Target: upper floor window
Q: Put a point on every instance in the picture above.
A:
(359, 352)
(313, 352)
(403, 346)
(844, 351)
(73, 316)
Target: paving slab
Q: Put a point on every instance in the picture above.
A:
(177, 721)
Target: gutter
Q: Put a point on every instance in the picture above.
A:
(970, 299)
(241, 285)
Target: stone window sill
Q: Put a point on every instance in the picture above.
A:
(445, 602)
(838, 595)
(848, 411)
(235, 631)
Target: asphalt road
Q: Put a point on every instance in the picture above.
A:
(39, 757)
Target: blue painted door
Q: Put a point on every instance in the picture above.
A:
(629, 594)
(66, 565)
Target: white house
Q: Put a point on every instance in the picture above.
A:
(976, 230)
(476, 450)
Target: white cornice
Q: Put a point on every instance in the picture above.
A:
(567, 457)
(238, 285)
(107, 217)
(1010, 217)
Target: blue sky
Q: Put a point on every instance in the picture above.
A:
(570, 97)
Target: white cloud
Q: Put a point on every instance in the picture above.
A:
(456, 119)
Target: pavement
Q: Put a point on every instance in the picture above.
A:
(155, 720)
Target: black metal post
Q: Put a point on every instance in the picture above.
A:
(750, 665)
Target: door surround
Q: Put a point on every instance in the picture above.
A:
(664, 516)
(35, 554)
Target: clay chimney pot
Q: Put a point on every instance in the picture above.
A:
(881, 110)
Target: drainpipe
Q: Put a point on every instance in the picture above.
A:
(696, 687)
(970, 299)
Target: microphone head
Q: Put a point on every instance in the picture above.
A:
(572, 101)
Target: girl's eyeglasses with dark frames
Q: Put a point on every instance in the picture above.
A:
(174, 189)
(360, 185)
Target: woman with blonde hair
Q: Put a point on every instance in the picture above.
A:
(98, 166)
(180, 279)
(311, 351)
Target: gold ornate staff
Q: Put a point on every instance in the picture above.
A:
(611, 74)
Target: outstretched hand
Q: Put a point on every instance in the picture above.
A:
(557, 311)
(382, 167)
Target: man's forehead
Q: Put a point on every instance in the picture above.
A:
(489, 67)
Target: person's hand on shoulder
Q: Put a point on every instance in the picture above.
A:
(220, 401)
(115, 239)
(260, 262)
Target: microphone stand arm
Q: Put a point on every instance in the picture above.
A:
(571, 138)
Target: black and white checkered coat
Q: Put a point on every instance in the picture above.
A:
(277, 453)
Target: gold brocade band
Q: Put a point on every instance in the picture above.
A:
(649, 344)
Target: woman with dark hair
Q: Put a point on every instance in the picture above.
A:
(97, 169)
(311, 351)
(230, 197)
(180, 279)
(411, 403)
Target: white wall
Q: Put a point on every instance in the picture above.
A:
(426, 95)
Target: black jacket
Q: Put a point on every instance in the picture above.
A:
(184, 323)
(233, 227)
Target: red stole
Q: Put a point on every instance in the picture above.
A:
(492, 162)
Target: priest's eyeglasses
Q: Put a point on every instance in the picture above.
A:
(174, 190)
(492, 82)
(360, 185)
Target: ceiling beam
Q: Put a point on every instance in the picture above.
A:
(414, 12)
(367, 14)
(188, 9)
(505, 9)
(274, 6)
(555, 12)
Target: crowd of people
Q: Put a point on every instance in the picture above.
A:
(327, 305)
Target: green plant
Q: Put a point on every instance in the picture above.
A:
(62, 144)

◆ ◆ ◆ ◆ ◆

Please show the lines of the material that contain the string "hand".

Target: outstretched hand
Target: person's hand on shoulder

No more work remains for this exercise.